Exercise directions
Write out the part of the beef flanken rib lasagna recipe below from "This recipe is still" to "start to finish.", word for word.

Excerpt
Beef Flanken Rib Lasagna


    
      I first discovered this recipe in a Bon Appetit Magazine Short Rib Lasagna Recipe | Bon Appétit while I was student teaching many years ago.  I was very intrigued and of course I stole the magazine from the Teacher's Lounge.  I didn't have a chance to try it until I played 'camp cook' at my mom's during her re-roofing in 2014.  My brother-in-law and his sons were so much more proficient and agile as they scaled mom's house to finish the job, they really didn't want me up there.  No offense taken.  As my part to this job, I became the chef for daily meals.  They worked hard for 3 days, and I fed them well.  I chose this one somewhere in there and they loved it. 
     

       This recipe is still very much lasagna, but with a beef flavor.  The beef short ribs (flanken) can be a bit tricky to find, but you can.  They are referred to as flanken or crosscut beef short ribs.  It is time consuming, but in the end, unbelievably delicious.  I found some beautiful flanken ribs at my favorite HEB store. This recipe is very work intensive, but in the end so well worth it.  It will take about 4:30 start to finish.  

5 fresh thyme sprigs
1 tablespoon chopped fresh thyme
2 fresh rosemary sprigs 
2 fresh parsley sprigs 
1 Turkish bay leaf
1/2-ounce dried porcini mushrooms 
1 cup boiling water 
4 pounds meaty beef short ribs
1 cup all-purpose flour 
4 tablespoons olive oil, divided
4 medium carrots, chopped
2 celery stalks, chopped
1 medium onion, chopped
2 tablespoons tomato paste  
2 cups dry red wine (such as Cabernet Sauvignon or Zinfandel) 
2 1/2 cups low-salt beef broth 
6 garlic cloves
5 tablespoons unsalted butter 
1/4 cup all-purpose flour 
3 cups whole milk 
1/2 teaspoon freshly grated nutmeg 
2 cups freshly grated Parmesan cheese 
lasagna sheet noodles, cooked

      Tie all herb sprigs and bay leaf in cheesecloth for bouquet garni, trim excess cheesecloth. Set bouquet garni aside.  Place mushrooms in heatproof bowl.  Add 1 cup boiling water; cover and let stand until mushrooms soften, about 20 minutes, then chop mushrooms.  Reserve mushroom soaking liquid. 
       Meanwhile, preheat oven to 325°F.  Sprinkle ribs with salt and pepper.  Place flour in medium bowl.  Dredge ribs in flour, shaking off excess; place on rimmed baking sheet. Reserve flour.  Heat 2 tablespoons oil in heavy large skillet over medium-high heat. Working in batches, cook ribs until browned on all sides, about 6 minutes per batch.  Return ribs to baking sheet. heat remaining 2 tablespoons oil in heavy large pot over medium heat.

Information supplied
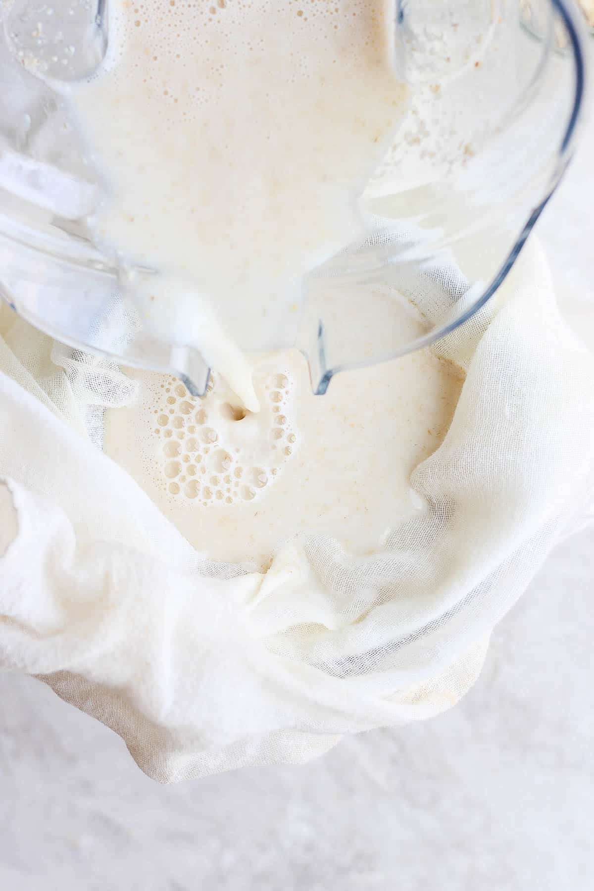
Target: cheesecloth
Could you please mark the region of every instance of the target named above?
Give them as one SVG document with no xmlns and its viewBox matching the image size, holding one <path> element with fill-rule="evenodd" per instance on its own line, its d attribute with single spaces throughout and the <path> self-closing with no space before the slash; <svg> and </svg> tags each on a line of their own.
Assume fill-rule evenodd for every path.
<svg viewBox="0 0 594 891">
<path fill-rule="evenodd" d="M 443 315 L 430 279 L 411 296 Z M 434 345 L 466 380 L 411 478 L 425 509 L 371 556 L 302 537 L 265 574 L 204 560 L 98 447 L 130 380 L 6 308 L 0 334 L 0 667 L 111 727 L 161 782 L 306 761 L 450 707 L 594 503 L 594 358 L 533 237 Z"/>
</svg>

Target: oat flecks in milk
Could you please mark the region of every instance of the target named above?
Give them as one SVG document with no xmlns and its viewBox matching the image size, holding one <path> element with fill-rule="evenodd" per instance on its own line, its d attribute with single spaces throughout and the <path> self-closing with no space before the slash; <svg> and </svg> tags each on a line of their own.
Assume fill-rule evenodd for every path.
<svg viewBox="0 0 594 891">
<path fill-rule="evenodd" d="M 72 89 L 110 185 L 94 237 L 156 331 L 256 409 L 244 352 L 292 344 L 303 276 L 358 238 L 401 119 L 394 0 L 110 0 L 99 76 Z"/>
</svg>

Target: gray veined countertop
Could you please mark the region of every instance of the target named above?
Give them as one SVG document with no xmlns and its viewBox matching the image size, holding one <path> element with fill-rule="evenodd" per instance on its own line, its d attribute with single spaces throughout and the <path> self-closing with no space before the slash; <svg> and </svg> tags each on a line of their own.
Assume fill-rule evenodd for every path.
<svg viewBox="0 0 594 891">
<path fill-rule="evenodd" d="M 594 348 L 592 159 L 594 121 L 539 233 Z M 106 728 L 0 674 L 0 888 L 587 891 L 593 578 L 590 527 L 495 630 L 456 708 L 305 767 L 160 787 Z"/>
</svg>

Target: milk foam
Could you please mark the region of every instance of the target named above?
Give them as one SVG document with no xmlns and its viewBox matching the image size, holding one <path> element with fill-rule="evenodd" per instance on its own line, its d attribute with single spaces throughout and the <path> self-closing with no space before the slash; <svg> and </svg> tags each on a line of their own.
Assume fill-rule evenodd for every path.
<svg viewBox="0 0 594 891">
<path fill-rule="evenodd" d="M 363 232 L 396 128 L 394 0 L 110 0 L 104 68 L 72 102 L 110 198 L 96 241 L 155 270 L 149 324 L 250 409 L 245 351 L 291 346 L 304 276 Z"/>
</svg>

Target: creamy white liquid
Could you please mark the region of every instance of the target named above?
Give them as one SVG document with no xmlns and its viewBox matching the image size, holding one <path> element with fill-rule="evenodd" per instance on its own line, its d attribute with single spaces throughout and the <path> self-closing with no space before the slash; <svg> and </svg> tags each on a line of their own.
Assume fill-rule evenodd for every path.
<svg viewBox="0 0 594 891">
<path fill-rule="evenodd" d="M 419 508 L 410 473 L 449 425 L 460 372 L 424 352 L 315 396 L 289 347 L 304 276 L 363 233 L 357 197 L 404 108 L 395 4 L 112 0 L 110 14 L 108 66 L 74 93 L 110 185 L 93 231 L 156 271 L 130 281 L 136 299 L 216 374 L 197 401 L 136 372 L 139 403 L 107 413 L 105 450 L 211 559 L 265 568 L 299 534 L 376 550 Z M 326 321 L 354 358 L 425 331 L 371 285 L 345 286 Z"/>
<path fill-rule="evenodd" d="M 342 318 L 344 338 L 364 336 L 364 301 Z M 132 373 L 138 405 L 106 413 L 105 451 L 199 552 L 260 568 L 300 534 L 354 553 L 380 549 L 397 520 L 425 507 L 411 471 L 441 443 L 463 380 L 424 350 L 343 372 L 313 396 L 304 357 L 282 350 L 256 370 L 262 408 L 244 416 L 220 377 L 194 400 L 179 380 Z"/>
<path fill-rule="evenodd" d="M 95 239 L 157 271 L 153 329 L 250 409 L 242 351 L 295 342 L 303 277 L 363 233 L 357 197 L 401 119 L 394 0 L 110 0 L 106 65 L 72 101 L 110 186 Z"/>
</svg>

Solution to the problem
This recipe is still very much lasagna, but with a beef flavor.  The beef short ribs (flanken) can be a bit tricky to find, but you can.  They are referred to as flanken or crosscut beef short ribs.  It is time consuming, but in the end, unbelievably delicious.  I found some beautiful flanken ribs at my favorite HEB store. This recipe is very work intensive, but in the end so well worth it.  It will take about 4:30 start to finish.